Source extract:
India's manufacturing sector grew in April for the first time in five months, spurring hopes of an end to falling growth estimates and contracting exports.

Meanwhile, the purchasing managers' index for Chinese manufacturing published by CLSA, the Hong Kong-based brokerage, rose to 50.1 in April from 44.8 a month earlier, signalling an expansion in factory output for the first time in nine months.

Asian stock markets jumped sharply following the news. Hong Kong's benchmark Hang Seng index rose 5.5 per cent to close above 16,000 for the first time in seven months, while the Bombay Stock Exchange's Sensex index rose 6.2 per cent to 12,113, climbing above 12,000 points for the first time since early October.

Shares in Shanghai rose 3.3 per cent, reaching a nine-month closing high.

Signs of "green shoots" in India came in the form of an ABN-Amro Bank purchasing managers' index based on a survey of 500 companies. The index rose to 53.3 in April from 49.5 a month earlier, buoyed by higher demand for goods from Indian factories and stock building.

The reading is the highest since October and reflects a steady rise in orders since the global economic downturn undermined the index at the end of last year.

To do:
Continue the report on India's and China's manufacturing rebound from where it stops.

Data for analysis:
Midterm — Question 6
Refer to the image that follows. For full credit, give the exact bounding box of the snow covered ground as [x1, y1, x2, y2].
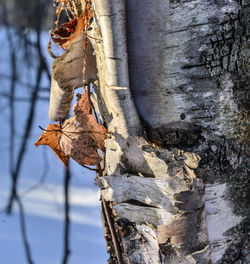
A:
[0, 26, 108, 264]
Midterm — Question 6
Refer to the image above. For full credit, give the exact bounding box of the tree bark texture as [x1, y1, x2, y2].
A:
[89, 0, 250, 264]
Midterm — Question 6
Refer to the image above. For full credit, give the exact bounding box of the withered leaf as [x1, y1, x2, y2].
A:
[50, 11, 93, 49]
[35, 124, 69, 169]
[59, 90, 107, 165]
[35, 90, 108, 168]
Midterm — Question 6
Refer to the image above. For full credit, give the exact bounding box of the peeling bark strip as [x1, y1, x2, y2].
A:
[43, 0, 250, 264]
[93, 0, 141, 137]
[96, 136, 210, 264]
[49, 33, 97, 121]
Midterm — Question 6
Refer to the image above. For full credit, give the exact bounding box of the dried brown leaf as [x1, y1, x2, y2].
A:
[35, 124, 69, 169]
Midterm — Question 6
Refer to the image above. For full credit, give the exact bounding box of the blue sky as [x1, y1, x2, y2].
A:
[0, 29, 108, 264]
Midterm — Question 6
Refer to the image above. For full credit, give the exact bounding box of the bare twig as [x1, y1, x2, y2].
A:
[0, 92, 49, 102]
[15, 193, 34, 264]
[6, 65, 43, 214]
[62, 166, 70, 264]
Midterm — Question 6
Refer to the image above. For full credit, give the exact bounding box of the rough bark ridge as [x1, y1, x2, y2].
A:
[87, 0, 250, 264]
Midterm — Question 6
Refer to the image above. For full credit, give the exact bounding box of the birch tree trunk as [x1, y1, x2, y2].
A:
[79, 0, 250, 264]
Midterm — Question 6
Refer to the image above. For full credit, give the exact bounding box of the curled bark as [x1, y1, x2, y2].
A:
[49, 33, 97, 121]
[93, 0, 141, 137]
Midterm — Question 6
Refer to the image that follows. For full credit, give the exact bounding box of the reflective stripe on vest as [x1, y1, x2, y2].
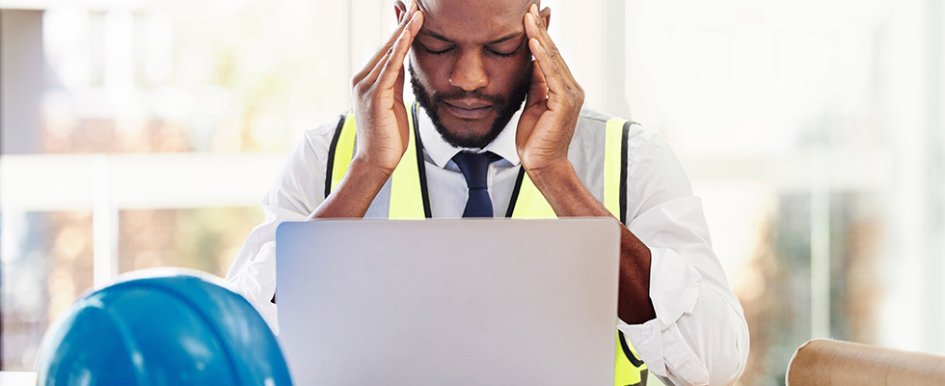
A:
[325, 103, 647, 386]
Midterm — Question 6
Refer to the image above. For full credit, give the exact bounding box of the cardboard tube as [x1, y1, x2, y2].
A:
[787, 339, 945, 386]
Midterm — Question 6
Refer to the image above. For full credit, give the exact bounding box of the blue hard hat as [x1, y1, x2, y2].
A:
[37, 270, 292, 386]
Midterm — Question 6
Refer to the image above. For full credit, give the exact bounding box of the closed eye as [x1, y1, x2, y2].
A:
[423, 46, 454, 55]
[486, 48, 518, 58]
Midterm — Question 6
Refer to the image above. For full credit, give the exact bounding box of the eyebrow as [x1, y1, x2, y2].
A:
[420, 29, 525, 45]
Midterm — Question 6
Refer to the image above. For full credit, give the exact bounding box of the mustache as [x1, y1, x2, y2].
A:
[430, 90, 508, 107]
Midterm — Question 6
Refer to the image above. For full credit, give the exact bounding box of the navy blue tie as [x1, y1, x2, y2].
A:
[453, 151, 492, 217]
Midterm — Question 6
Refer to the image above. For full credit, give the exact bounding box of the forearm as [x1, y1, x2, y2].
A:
[308, 158, 390, 220]
[528, 162, 656, 324]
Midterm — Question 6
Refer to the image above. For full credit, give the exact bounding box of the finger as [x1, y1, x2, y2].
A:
[358, 48, 394, 87]
[378, 12, 423, 88]
[525, 4, 573, 83]
[528, 38, 567, 93]
[352, 1, 417, 84]
[525, 61, 548, 108]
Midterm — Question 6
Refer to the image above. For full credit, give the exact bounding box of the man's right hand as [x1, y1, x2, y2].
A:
[309, 0, 423, 219]
[351, 1, 423, 175]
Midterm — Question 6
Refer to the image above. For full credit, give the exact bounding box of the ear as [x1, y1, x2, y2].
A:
[394, 0, 407, 24]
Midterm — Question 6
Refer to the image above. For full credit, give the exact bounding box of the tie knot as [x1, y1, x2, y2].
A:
[453, 151, 492, 189]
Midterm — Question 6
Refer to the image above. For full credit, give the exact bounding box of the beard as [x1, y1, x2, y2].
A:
[408, 63, 534, 149]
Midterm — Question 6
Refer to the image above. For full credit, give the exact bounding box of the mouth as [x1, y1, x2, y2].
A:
[443, 99, 492, 121]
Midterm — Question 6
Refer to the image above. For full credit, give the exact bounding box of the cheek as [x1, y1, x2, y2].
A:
[489, 56, 531, 92]
[411, 51, 452, 90]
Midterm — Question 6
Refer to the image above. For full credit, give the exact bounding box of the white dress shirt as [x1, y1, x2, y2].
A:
[227, 106, 748, 385]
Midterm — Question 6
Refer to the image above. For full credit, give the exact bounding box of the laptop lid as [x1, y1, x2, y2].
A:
[276, 218, 620, 386]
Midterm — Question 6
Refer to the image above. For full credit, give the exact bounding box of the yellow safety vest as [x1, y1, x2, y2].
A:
[325, 103, 647, 386]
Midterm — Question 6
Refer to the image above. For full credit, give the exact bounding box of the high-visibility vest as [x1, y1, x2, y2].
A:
[325, 103, 647, 386]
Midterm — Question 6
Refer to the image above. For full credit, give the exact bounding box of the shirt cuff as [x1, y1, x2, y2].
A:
[618, 248, 708, 384]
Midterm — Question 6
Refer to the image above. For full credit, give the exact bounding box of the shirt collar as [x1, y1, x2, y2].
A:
[417, 106, 521, 168]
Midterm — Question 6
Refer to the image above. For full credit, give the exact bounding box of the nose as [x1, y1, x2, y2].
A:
[449, 52, 489, 91]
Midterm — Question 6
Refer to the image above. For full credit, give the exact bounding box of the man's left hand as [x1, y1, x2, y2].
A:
[516, 4, 584, 174]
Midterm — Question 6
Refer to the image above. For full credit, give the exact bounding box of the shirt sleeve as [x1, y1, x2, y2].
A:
[618, 130, 748, 385]
[226, 125, 335, 334]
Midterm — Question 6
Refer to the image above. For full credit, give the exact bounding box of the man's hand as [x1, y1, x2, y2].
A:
[516, 4, 584, 175]
[351, 1, 423, 175]
[309, 1, 423, 219]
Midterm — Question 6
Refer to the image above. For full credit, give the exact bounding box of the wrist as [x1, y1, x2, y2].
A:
[348, 156, 394, 182]
[525, 158, 577, 190]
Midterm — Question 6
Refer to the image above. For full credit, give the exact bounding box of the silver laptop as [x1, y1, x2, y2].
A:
[276, 218, 620, 386]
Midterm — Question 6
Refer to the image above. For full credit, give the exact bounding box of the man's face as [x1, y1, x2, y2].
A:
[409, 0, 533, 148]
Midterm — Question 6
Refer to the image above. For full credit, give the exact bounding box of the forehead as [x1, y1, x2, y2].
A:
[419, 0, 534, 43]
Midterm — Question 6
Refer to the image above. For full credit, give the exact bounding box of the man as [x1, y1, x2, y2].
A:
[228, 0, 748, 385]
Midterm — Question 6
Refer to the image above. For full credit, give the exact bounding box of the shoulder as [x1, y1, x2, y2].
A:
[575, 109, 665, 150]
[297, 115, 345, 155]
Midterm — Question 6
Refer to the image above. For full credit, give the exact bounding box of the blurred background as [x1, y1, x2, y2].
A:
[0, 0, 945, 385]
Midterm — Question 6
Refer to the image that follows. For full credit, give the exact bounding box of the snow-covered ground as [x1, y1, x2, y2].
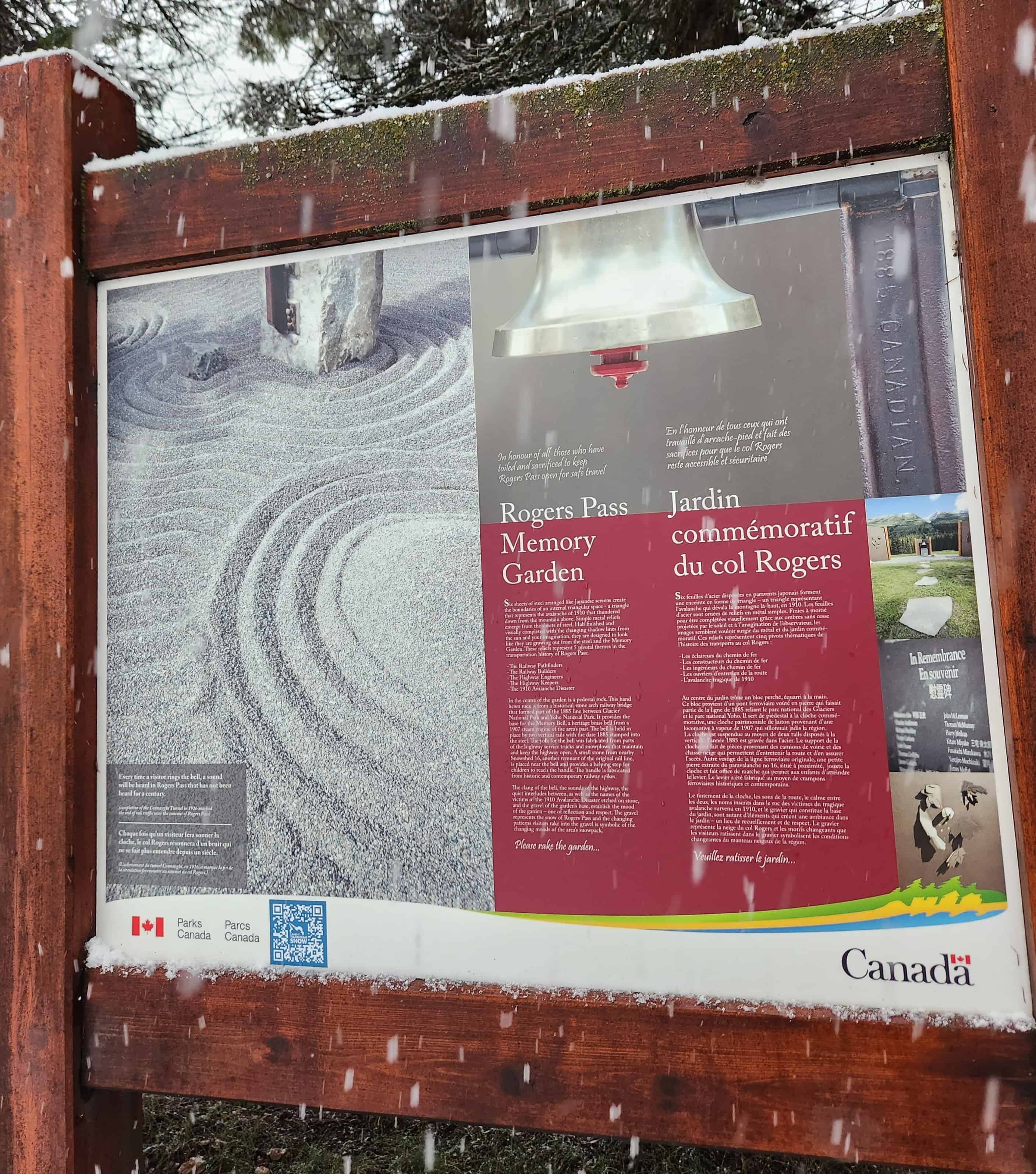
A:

Response to this task:
The PMI figures will bring relief to India's industrialists after the country's exports fell 33 per cent in March to $11.5bn (Euro8.6bn, Pound7.7bn). Gems and jewellery, pharmaceuticals and the auto industry have been some of the industries most affected by the global slowdown.

But while the concerns about merchandise trade have deepened, some analysts detect an improving outlook for India's services sector.

"Trade in certain services is weathering the crisis much better than goods trade," said Aaditya Mattoo, at the World Bank in Washington.

"Trade in crisis-affected financial services and goods-related transport services has indeed shrunk. But trade in business, professional and technical services -- which account for nearly a quarter of India's exports -- is weathering the current crisis much better than goods trade."

He said that a "relatively positive outlook" was supported by expectations that employment in the export-oriented IT and business process outsourcing services would grow by about 5 per cent, or 100,000 jobs, this year.

Signs of greater optimism were also reflected in the Federation of Indian Chambers of Commerce and Industry's business confidence survey for the quarter to the end of March. The proportion of companies saying that performance had weakened over the past six months fell from 81 per cent in the previous quarter to 55 per cent in the period under review.

The closely watched CLSA survey confirmed evidence from the China Federation of Logistics and Purchasing last week that the official index had risen to 53.5, its second consecutive positive reading.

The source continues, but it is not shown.